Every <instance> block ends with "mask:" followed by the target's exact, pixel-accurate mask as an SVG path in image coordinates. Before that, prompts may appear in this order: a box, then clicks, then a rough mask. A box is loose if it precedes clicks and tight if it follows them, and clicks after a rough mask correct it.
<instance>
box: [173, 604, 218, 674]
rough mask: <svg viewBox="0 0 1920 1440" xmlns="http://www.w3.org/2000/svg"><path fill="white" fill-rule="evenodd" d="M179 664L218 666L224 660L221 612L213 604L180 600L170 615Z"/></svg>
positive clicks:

...

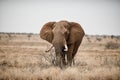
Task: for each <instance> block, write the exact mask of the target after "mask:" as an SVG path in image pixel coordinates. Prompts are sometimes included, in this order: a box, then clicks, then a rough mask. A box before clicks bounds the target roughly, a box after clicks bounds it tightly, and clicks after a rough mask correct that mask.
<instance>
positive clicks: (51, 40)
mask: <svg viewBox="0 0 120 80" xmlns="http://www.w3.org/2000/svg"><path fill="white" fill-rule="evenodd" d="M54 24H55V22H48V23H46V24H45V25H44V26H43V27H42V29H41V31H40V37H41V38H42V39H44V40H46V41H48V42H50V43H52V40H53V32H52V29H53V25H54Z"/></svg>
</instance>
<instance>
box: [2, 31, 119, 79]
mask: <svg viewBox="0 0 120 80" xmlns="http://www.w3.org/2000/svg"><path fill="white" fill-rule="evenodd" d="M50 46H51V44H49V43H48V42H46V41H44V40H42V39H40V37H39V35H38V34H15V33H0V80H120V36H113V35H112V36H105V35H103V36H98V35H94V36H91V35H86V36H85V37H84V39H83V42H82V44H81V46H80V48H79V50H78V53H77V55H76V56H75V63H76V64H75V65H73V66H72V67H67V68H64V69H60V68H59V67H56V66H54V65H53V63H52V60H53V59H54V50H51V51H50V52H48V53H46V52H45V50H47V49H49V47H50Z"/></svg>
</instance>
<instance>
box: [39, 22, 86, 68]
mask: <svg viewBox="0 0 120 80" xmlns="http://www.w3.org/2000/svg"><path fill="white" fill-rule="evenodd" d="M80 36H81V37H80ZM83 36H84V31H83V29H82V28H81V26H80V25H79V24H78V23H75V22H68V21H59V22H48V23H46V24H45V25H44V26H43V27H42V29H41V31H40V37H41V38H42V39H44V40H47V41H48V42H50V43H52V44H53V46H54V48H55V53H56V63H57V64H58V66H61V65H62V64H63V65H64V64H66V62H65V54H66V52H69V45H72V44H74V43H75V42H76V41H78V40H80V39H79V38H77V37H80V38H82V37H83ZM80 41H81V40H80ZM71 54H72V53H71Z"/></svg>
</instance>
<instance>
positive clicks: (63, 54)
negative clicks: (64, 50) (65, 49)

## Task to complete
Locate each line in the rows above that contains the word "order", and copy every such line in full.

## Expected answer
Every <instance> block ends with "mask:" followed by the target's exact, pixel-accurate mask as an SVG path in image coordinates. Before that, prompts may appear in this order: a box, then clicks, then a rough mask. A box is loose if it precedes clicks and tight if it follows them, and clicks after a rough mask correct it.
Task: for each <instance> block, write the exact mask of the target after "mask:" as an SVG path in image pixel coordinates. Prompts are sometimes included, in this order: a box, then clicks, then a rough mask. A box before clicks bounds the target roughly, a box after clicks bounds it tightly, and clicks after a rough mask correct that mask.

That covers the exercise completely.